[EXERCISE TASK]:
Copy the listing below line for line, without changing anything.

[DATA SECTION]:
* * *

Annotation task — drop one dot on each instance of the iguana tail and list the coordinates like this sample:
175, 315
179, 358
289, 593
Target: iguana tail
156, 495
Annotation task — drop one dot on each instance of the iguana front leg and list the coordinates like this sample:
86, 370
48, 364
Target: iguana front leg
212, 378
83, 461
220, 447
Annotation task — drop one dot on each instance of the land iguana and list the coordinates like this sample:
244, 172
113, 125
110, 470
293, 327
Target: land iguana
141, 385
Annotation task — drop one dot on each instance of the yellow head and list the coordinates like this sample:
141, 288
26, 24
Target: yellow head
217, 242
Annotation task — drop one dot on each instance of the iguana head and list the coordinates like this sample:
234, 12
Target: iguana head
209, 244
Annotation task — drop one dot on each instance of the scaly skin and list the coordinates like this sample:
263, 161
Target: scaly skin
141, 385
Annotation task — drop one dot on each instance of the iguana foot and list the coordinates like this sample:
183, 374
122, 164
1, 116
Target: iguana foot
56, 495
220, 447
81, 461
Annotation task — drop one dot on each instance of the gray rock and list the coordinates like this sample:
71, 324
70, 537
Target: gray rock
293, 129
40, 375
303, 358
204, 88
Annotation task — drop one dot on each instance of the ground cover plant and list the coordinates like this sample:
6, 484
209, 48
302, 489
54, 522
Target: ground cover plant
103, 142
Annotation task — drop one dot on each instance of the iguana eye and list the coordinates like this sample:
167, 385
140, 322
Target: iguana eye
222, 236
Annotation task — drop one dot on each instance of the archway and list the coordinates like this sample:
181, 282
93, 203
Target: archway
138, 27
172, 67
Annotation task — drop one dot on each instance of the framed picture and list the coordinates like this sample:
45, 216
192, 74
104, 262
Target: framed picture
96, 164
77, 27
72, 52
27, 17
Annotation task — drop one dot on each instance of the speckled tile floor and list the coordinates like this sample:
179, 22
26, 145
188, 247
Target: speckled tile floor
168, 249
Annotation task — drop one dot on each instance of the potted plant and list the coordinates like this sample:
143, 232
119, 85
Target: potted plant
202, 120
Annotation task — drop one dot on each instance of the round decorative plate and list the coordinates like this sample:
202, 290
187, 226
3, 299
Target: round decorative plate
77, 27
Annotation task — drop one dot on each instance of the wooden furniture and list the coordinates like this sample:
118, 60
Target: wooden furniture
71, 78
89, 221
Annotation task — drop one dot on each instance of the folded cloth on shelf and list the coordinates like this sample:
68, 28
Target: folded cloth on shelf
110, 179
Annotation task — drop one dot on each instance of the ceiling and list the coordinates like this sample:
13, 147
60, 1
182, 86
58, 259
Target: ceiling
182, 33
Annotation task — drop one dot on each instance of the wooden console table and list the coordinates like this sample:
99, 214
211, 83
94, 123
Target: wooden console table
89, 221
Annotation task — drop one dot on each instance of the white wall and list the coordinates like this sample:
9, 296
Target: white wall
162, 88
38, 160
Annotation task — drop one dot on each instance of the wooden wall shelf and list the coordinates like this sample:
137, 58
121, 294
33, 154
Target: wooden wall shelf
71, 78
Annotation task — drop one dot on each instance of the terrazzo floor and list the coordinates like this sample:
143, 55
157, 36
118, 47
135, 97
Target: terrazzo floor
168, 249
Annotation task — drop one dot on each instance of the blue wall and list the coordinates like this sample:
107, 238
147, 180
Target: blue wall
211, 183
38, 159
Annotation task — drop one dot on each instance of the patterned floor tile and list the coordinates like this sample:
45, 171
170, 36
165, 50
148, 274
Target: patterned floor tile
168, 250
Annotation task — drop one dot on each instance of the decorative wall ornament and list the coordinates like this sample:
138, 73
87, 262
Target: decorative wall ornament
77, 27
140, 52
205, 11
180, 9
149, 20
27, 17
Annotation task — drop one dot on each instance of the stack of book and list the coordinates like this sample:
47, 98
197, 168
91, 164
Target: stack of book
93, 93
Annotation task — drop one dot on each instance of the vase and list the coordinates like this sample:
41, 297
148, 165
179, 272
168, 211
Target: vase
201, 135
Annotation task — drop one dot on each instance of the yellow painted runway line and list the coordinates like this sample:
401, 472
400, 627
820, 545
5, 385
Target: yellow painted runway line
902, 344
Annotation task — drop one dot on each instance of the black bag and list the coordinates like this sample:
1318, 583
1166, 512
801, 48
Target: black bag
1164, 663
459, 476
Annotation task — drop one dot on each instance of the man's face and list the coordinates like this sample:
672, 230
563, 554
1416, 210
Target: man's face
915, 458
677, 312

* * *

[TASK OUTPUT]:
Annotation task — drop one dot on each instance of the iguana tail and list the coordinates like this sample:
175, 315
179, 358
289, 593
Target: iguana tail
156, 495
Annotation task — drop one dot on each instance of the iguana front leg and list the coordinates like this sample:
86, 370
48, 364
Target: iguana front leg
212, 378
83, 461
220, 447
Annotation task — drop one dot on each instance of the land iguana and list the coordinates like this sample:
244, 172
113, 125
110, 470
293, 327
Target: land iguana
141, 385
Annotation task — drop one dot on each instance of the yellow head and list the coordinates like this sample:
141, 288
26, 24
Target: yellow head
217, 242
Annotation task — drop one dot on each instance of the iguana head and list the coordinates like this sample:
234, 12
Target: iguana head
209, 244
Annotation task — drop one dot on each instance of the scaly skin and list the coordinates like this sample:
263, 161
Target: scaly skin
141, 385
Annotation task — drop one dot on each instance of the iguana foot and list the coordinates like this sample:
183, 374
122, 164
1, 116
Target: iguana foot
56, 495
220, 447
81, 461
Annotation task — drop one dot on each instance of the gray rock and list the coordinates like this sample:
71, 324
70, 537
Target: gray rock
293, 129
40, 375
303, 358
204, 88
Annotation task — drop one dot on each instance of the ground cover plant and list the coordinates like this sample:
6, 484
209, 48
302, 489
54, 522
Target: ground cover plant
103, 142
Annotation task — drop one dot on each instance of the iguana eye and list the coordinates like this sample:
167, 385
140, 322
Target: iguana eye
222, 236
Annotation task — drop one dot on each instance of the archway and list the coordinates like this sample:
181, 282
93, 203
Target: archway
138, 27
172, 67
Annotation task — drop one dot on each instance of the framed picture and list the coordinates like this sample:
45, 216
192, 74
104, 262
Target: framed picture
96, 164
77, 27
72, 52
27, 17
Annotation task — drop one dot on each instance of the speckled tile floor and list the coordinates like this sample:
179, 22
26, 145
188, 247
Target: speckled tile floor
168, 249
Annotation task — drop one dot on each instance of the potted plant and list the coordinates like this sample:
143, 232
119, 85
Target: potted plant
202, 120
Annotation task — drop one dot on each instance of the round decorative plate and list the coordinates like this sample:
202, 290
187, 226
3, 299
Target: round decorative plate
77, 27
Annotation task — drop one dot on each instance of the wooden furniture and list the coordinates like this sample:
118, 60
Target: wooden furniture
71, 78
89, 221
Annotation task — drop one dot on each instance of the folded cloth on shelf and list the coordinates like this sample:
68, 28
Target: folded cloth on shelf
110, 179
Annotation task — drop one dot on each instance of the ceiling and list the coordinates like this sample:
13, 147
60, 1
182, 86
58, 259
Target: ceiling
182, 33
Annotation task — drop one dot on each instance of the wooden console table and list the coordinates like this sample:
99, 214
211, 83
94, 123
Target: wooden console table
89, 221
Annotation task — drop one dot on each instance of the white wall and list the coordinates like this sample:
9, 296
Target: white wall
162, 88
38, 160
Annotation task — drop one dot on each instance of the wooden wall shelf and list the coordinates like this sample:
137, 58
121, 294
33, 154
Target: wooden wall shelf
71, 78
Annotation task — drop one dot on each instance of the terrazzo floor and list the coordinates like this sample:
143, 55
157, 36
118, 47
135, 97
Target: terrazzo floor
168, 249
Annotation task — drop one dot on each instance of the blue wall and list the coordinates like this sample:
107, 238
147, 180
Target: blue wall
211, 183
38, 159
Annotation task — drop one dot on each instance of the patterned floor tile and list the coordinates like this sample:
45, 171
170, 36
165, 50
148, 274
Target: patterned floor tile
168, 250
Annotation task — drop one dot on each instance of the decorative wall ornament and list the coordinates like this sample:
138, 73
87, 262
Target: decorative wall ornament
77, 27
140, 52
205, 11
180, 9
149, 20
27, 17
Annotation task — drop one dot on each instance of the stack of book and list the coordinates like this sample:
47, 98
197, 168
91, 164
Target: stack of book
93, 93
Annotation task — drop one dot on each instance of the vase and list the coordinates like this sample:
41, 297
148, 165
179, 272
168, 211
Target: vase
201, 135
Annotation task — drop one dot on each instance of the yellow painted runway line and list the coordinates like this sample:
401, 472
400, 627
820, 545
5, 385
Target: yellow painted runway line
902, 344
Annotation task — drop one dot on each instance of the black bag and list the coordinates like this sample:
1318, 583
1166, 512
801, 48
Target: black bag
1164, 663
459, 476
Annotation task — drop one dot on each instance of the man's face and list the coordinates like this sample:
672, 230
563, 554
1416, 210
Target: man's face
915, 458
677, 312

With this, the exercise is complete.